EXERCISE GOAL.
In full and without change, transcribe the records below.

THE INPUT.
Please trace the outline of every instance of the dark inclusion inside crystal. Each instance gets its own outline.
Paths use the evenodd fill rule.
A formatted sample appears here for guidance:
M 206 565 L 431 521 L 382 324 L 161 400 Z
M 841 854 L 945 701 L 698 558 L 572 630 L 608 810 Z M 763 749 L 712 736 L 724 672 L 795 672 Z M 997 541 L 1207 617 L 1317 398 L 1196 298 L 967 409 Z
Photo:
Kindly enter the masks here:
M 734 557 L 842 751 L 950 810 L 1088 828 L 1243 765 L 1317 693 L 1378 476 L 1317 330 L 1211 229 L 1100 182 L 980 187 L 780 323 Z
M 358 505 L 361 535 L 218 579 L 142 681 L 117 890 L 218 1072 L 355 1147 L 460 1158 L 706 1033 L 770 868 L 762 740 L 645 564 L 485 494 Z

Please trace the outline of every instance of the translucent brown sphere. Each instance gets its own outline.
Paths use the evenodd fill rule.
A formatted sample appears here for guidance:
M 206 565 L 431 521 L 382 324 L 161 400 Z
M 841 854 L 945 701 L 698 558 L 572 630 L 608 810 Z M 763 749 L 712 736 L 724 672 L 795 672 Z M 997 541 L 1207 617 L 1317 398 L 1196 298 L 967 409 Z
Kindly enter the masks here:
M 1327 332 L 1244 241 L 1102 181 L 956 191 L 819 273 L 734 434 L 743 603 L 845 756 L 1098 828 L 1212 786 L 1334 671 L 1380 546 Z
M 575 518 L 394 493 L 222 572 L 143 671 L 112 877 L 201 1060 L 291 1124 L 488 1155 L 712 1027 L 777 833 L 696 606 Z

SOLVED PROBLEM.
Please trace the outline of every instance of the dark inclusion inside crystal. Each instance gets its own outline.
Paths use the evenodd fill rule.
A formatted sample appears here for guidance:
M 206 565 L 431 521 L 382 324 L 161 400 Z
M 841 854 L 945 701 L 698 558 L 572 630 L 608 810 Z M 763 749 L 712 736 L 724 672 L 795 672 Z M 997 541 L 1207 617 L 1317 398 L 1196 298 L 967 409 Z
Photo:
Kindly enter the masks here:
M 734 557 L 842 751 L 950 810 L 1088 828 L 1243 765 L 1317 693 L 1378 476 L 1317 330 L 1211 229 L 1100 182 L 980 187 L 780 323 Z
M 358 505 L 361 535 L 218 579 L 142 681 L 117 890 L 218 1072 L 355 1147 L 460 1158 L 706 1033 L 770 868 L 762 740 L 645 564 L 485 494 Z

Please trace the outline of every instance of the translucent brown sphere. Each instance gets its own outline.
Paths use the evenodd fill rule.
A formatted sample appears here for guidance:
M 206 565 L 431 521 L 382 324 L 161 400 Z
M 841 854 L 945 701 L 698 558 L 572 630 L 608 810 Z M 763 749 L 712 736 L 724 672 L 795 672 Z M 997 541 L 1207 617 L 1317 398 L 1196 298 L 967 409 Z
Kindly enter the masks here:
M 1327 332 L 1244 241 L 1102 181 L 956 191 L 819 273 L 734 434 L 743 603 L 845 756 L 1098 828 L 1212 786 L 1334 671 L 1380 546 Z
M 575 518 L 394 493 L 222 572 L 143 671 L 112 877 L 201 1060 L 291 1124 L 488 1155 L 712 1027 L 777 833 L 696 606 Z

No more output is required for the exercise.